# Your assignment
Could you repeat the Katy Perry interview text from "We learn in" to "in a warehouse.", swapping "warehouse" for "storage unit"?

*** Selected excerpt ***

Talent Katy Perry undergoes a ‘Transformation’, styled by Patti Wilson in looks from Sid Neigum, Maïssane Zinaï, Tabitha Simmons, Valentino, Vera Wang and more. Juno Calypso flashes the pop star for Paper Magazine March 2019.
We learn in Katy Perry’s Paper interview with Marie Lodi that she and boyfriend Orlando Bloom are so serious that they are in the “throwing out each other’s belongings without asking” phase of their relationship.
Explaining that they are both hoarders by nature, Orlando Bloom wanted to keep his old toiletry bag because it has been around the world for 10 years, even when Perry presented him with a new one for Christmas. Perry is equally bad at hoarding, especially in the clothing category.
“I have all of them,” Perry said about her old costumes and iconic looks that she’s worn over her career, like her cupcake bras. “I have my costumes, my dancers’ costumes, all of my tour sets. My whipped-cream gun.” All her memorabilia reside in a warehouse.
Perry actively has college on the brain, saying she’s checked out Oxford for mature students. “A lot of people go who have already had success in their careers at 45, and they’re like, ‘Well, what the ҒUCҜ do I do now?’ That was interesting, because it would be very Harry Potter for me,” she says. Perry says she still loves music, but the touring part — which she’s been known to continuously do for as long as two years — really “tires [her] out.”
Classes that interest her include: “Anthropology, Astronomy, Egyptology, Comparative Religious Studies,” continuing, “I like the history of things. I like storytelling. I like philosophical studies and mystical studies. I love knowing about sacred geometry and stuff like that.”

*** End of Selected excerpt ***
*** Data supplied ***

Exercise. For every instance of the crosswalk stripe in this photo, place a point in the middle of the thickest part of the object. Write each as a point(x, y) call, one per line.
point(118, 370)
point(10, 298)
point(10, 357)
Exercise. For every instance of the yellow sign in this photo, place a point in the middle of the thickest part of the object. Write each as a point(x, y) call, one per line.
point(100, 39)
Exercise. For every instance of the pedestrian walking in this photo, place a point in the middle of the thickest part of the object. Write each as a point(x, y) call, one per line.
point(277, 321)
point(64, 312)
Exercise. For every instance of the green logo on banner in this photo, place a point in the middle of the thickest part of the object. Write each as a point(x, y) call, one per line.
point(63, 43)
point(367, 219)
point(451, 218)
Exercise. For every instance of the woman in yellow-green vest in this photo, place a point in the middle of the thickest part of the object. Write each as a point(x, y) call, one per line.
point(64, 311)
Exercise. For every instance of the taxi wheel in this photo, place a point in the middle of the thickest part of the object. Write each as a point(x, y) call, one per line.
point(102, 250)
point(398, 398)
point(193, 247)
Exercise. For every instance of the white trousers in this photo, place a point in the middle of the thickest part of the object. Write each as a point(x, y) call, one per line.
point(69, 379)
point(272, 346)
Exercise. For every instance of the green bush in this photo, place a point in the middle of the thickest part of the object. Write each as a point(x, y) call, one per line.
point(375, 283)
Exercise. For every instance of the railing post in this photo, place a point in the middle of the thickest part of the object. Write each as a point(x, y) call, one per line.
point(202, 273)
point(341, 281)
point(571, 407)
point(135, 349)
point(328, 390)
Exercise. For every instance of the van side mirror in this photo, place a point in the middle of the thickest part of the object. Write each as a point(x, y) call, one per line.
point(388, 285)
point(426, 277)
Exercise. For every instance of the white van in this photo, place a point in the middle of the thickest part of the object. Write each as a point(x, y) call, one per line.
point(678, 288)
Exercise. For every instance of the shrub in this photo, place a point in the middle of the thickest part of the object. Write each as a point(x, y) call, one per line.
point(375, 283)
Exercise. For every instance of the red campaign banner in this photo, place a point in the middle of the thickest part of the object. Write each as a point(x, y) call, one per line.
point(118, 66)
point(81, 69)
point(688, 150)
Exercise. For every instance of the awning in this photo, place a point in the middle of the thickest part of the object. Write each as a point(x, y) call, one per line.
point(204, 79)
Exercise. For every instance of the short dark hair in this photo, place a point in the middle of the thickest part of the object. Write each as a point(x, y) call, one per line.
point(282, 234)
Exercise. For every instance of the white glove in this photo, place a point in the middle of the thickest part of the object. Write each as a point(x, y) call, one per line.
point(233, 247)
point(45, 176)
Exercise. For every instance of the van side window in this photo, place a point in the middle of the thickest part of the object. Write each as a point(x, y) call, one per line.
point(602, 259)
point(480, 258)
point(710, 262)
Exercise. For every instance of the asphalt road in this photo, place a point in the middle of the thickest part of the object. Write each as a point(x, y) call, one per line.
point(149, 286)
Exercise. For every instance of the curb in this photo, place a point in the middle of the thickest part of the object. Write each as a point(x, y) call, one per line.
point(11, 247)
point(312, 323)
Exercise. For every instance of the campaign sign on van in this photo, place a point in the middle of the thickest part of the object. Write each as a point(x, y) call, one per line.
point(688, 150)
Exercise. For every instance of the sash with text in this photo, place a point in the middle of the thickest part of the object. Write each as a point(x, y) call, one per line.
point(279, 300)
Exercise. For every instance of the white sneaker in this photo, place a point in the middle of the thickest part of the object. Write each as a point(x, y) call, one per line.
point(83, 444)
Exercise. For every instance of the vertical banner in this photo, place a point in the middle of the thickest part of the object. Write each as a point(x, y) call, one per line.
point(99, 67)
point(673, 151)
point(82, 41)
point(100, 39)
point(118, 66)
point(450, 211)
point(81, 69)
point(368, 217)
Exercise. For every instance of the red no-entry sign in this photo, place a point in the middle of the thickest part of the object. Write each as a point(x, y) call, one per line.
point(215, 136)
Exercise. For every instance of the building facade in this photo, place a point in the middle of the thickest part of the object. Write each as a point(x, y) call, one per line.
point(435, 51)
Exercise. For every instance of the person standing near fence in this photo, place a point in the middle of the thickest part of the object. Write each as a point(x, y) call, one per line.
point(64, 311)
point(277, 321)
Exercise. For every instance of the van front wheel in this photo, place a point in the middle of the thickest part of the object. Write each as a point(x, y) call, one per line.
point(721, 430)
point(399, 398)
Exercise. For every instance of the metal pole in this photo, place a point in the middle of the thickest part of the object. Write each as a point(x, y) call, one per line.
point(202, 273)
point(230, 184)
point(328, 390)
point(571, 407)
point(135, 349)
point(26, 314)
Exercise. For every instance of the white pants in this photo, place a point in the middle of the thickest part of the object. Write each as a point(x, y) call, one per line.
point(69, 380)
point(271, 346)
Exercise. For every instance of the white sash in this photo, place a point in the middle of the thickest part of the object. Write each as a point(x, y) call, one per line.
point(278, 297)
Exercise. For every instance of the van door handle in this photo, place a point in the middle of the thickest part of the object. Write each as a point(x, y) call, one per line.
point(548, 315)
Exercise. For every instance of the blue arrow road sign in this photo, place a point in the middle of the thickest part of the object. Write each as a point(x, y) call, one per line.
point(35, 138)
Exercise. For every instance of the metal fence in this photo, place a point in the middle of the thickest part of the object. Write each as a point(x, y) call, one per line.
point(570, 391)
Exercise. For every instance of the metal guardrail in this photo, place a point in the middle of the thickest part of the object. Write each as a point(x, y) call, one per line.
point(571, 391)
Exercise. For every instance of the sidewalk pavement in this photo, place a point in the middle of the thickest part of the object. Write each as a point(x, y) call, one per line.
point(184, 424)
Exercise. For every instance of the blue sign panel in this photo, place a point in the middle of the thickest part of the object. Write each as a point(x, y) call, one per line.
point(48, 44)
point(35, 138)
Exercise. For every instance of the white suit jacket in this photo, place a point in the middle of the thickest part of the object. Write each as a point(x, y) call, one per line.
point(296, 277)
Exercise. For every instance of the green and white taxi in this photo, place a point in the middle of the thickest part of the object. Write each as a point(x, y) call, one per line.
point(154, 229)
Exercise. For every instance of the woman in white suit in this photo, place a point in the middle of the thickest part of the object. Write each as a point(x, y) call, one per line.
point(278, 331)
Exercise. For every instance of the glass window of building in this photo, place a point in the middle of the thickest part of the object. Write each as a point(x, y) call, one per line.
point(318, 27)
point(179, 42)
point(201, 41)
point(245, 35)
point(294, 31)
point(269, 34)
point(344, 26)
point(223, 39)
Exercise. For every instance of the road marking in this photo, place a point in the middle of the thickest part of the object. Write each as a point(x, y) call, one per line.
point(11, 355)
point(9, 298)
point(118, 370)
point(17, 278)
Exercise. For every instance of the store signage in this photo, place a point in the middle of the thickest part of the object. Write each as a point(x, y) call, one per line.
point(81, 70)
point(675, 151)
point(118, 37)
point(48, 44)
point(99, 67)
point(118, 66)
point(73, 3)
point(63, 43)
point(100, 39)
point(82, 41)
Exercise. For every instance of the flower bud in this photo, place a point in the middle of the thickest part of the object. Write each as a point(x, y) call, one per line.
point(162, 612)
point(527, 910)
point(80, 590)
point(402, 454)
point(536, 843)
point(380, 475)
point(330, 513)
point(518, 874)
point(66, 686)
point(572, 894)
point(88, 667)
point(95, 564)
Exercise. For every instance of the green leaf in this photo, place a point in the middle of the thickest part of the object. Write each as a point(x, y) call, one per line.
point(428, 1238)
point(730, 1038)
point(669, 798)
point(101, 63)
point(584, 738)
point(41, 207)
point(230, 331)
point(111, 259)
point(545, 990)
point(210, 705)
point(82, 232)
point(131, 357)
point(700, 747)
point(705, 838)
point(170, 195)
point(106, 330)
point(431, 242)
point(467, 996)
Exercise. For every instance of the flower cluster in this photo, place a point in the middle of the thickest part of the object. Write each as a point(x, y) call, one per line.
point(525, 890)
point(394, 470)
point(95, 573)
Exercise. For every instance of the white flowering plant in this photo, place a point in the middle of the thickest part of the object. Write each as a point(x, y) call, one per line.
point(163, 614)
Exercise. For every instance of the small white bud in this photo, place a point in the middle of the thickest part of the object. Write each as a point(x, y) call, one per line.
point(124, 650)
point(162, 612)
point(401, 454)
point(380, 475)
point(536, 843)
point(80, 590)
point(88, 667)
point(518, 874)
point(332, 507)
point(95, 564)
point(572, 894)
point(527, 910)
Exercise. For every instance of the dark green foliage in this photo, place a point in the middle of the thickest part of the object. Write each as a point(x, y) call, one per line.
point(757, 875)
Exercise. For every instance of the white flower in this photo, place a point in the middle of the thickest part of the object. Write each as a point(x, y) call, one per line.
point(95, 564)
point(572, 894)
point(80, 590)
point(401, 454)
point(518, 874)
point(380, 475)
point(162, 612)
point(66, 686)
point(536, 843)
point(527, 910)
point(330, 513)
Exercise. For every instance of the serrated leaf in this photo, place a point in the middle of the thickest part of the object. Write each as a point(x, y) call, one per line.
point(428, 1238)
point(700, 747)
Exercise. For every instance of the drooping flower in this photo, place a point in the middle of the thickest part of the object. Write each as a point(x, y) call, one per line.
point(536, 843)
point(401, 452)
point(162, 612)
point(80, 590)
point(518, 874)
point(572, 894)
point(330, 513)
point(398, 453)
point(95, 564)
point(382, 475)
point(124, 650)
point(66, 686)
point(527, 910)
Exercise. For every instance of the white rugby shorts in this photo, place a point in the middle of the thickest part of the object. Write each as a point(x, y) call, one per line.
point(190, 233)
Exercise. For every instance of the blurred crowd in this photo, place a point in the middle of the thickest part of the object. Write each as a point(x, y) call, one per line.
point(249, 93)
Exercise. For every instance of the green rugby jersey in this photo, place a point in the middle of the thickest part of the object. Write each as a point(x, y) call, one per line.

*** End of Data supplied ***

# Result for this task
We learn in Katy Perry’s Paper interview with Marie Lodi that she and boyfriend Orlando Bloom are so serious that they are in the “throwing out each other’s belongings without asking” phase of their relationship.
Explaining that they are both hoarders by nature, Orlando Bloom wanted to keep his old toiletry bag because it has been around the world for 10 years, even when Perry presented him with a new one for Christmas. Perry is equally bad at hoarding, especially in the clothing category.
“I have all of them,” Perry said about her old costumes and iconic looks that she’s worn over her career, like her cupcake bras. “I have my costumes, my dancers’ costumes, all of my tour sets. My whipped-cream gun.” All her memorabilia reside in a storage unit.